SELECTED EXTRACT
++++++++
Think About It: New Ideas Equal New Success

Some older members of AAPG may remember when geologists, geophysicists and engineers worked under separate supervision and in separate departments in oil and gas companies. It may be hard for some of you to believe, but in many companies there literally was a geology department, a geophysics department and an engineering department.

Why were the disciplines separated? I really don’t know.

Probably, though, it was due primarily to the conceived value of integrated confidential data. I also suspect unhealthy competition, as well as some misguided mistrust, between the different disciplines contributed to the limited sharing of data within a company. By separating the disciplines access to information was carefully controlled, and only upper level management could see the big picture.

Another reason might be educational background. My dad, who also is a geologist and longtime AAPG member, reminded me that geologists, geophysicists and engineers used to be educated separately.

Physicists were hired to be geophysicists, he said. They generally didn’t have any geological course work. And engineers were not required to take any geological courses before they were hired to be petroleum engineers. As a result, it was natural to separate the disciplines into departments.
++++++++
RECORD EXCERPTS
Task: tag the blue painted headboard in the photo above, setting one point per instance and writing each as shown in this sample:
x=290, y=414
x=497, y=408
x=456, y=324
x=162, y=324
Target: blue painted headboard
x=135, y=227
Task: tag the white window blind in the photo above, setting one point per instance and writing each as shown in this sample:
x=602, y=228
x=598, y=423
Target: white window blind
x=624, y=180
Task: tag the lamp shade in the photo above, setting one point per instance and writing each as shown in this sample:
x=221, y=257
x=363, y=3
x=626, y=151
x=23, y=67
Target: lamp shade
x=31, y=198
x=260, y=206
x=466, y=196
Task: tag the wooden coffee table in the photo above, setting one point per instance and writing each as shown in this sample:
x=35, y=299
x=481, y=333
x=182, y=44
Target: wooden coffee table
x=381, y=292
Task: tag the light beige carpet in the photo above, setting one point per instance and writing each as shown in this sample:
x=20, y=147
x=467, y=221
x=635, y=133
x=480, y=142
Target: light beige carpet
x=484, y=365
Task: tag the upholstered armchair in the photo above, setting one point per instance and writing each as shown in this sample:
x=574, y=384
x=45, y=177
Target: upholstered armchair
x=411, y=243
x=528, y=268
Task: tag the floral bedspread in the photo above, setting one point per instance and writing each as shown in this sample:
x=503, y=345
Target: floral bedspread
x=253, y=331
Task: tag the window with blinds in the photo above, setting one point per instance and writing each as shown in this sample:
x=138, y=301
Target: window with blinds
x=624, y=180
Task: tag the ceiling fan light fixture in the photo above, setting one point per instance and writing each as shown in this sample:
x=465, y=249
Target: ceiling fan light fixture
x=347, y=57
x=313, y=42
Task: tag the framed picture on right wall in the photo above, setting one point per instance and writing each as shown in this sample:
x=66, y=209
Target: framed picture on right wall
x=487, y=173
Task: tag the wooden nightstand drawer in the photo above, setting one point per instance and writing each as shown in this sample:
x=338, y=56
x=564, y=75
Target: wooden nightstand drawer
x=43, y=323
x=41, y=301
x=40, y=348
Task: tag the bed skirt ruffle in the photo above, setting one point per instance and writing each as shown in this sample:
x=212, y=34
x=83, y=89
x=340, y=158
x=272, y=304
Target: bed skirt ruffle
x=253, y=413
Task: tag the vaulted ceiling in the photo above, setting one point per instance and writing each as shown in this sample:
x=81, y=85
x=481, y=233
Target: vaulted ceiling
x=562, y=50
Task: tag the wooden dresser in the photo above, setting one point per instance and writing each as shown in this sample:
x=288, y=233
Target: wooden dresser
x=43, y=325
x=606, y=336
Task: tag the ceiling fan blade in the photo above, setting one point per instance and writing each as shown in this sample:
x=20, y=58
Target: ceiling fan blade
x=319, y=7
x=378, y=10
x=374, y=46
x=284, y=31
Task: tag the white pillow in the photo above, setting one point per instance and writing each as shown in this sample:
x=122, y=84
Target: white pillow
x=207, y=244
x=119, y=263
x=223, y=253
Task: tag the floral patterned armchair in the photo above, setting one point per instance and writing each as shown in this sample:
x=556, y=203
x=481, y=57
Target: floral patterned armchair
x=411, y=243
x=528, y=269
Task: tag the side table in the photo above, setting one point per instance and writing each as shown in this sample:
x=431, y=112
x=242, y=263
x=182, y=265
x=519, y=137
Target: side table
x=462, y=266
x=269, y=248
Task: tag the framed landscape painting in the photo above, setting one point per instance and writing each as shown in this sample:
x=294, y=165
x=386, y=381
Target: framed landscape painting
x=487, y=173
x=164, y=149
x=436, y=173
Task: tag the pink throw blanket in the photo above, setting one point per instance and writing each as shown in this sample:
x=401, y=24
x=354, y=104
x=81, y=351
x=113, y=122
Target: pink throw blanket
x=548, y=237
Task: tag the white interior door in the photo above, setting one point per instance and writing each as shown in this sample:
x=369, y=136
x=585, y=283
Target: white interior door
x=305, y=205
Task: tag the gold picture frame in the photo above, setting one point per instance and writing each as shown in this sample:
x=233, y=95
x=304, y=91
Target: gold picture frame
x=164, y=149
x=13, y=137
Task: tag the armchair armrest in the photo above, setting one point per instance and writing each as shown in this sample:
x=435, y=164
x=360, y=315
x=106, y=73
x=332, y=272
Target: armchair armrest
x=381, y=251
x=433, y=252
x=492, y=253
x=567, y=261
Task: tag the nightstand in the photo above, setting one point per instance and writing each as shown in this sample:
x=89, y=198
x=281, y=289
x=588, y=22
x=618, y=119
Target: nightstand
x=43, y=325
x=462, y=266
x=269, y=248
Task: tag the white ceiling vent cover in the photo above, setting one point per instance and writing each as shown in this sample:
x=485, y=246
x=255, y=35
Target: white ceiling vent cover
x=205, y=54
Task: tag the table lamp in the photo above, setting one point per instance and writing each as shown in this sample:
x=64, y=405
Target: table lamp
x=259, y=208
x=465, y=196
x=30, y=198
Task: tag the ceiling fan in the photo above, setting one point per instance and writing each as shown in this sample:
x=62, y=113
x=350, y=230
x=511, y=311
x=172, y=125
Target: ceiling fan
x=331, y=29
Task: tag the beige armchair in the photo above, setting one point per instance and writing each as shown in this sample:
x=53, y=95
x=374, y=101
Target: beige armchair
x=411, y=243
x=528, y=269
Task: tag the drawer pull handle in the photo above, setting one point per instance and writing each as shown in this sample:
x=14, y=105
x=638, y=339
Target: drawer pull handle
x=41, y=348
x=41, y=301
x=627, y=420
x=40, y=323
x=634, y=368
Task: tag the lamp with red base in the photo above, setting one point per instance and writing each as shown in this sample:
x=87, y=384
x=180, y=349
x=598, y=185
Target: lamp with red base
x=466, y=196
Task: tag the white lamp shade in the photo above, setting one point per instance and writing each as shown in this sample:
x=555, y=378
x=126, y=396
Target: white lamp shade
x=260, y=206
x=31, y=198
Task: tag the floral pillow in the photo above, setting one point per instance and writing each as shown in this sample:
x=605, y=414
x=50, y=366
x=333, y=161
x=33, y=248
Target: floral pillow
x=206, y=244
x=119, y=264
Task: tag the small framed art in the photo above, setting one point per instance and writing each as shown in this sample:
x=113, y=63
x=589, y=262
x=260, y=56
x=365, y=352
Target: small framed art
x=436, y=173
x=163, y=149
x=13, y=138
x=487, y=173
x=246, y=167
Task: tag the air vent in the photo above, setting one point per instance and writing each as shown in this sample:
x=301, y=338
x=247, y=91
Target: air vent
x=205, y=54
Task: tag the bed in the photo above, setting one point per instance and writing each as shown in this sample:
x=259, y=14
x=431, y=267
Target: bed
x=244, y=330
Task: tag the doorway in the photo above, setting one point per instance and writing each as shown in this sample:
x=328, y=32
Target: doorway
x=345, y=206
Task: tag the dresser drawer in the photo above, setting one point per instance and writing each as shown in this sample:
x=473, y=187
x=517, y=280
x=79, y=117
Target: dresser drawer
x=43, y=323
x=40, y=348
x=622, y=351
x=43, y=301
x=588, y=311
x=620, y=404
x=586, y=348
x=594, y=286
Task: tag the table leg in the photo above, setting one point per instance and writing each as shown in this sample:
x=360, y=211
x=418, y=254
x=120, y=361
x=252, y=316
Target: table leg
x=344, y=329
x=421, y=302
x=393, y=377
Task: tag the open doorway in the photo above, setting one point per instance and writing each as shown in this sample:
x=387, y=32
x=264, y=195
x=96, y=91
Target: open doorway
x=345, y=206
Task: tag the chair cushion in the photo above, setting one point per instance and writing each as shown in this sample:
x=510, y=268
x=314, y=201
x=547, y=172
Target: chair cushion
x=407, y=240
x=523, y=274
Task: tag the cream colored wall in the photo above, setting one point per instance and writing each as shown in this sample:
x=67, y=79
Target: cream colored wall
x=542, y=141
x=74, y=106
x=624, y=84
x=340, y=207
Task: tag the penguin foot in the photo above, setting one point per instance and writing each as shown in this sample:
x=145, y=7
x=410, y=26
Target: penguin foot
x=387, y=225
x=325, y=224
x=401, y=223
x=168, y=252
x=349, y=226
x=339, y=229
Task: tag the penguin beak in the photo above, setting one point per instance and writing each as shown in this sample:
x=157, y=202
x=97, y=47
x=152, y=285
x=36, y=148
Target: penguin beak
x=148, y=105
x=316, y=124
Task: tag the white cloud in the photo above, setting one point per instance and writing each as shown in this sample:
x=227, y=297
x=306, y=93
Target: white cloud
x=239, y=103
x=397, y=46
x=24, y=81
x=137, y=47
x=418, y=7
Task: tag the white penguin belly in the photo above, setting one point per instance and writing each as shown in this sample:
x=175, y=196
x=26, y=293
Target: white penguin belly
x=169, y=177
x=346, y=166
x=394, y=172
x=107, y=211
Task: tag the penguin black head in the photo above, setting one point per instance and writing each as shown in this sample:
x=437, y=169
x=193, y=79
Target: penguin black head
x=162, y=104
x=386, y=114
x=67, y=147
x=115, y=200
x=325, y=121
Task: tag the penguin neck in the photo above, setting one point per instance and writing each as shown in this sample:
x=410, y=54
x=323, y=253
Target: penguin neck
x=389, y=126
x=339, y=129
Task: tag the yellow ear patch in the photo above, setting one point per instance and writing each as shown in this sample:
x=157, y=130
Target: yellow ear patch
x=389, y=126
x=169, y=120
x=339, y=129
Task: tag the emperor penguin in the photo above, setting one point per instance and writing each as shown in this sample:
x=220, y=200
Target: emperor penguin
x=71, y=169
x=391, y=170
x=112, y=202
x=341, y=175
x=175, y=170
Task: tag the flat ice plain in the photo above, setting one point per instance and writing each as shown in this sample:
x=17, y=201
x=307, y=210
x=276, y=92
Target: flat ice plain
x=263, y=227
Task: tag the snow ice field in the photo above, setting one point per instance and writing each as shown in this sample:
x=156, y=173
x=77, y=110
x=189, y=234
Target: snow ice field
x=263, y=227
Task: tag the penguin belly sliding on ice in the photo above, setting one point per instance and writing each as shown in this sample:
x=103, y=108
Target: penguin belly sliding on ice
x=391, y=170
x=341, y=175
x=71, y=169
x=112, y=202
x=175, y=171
++++++++
WORK TO COMPLETE
In the article on separate departments, reproduce the passage between "Another reason might" and "be educated separately.", inclusive, with "educational background" swapped for "academic training".

ANSWER IN FULL
Another reason might be academic training. My dad, who also is a geologist and longtime AAPG member, reminded me that geologists, geophysicists and engineers used to be educated separately.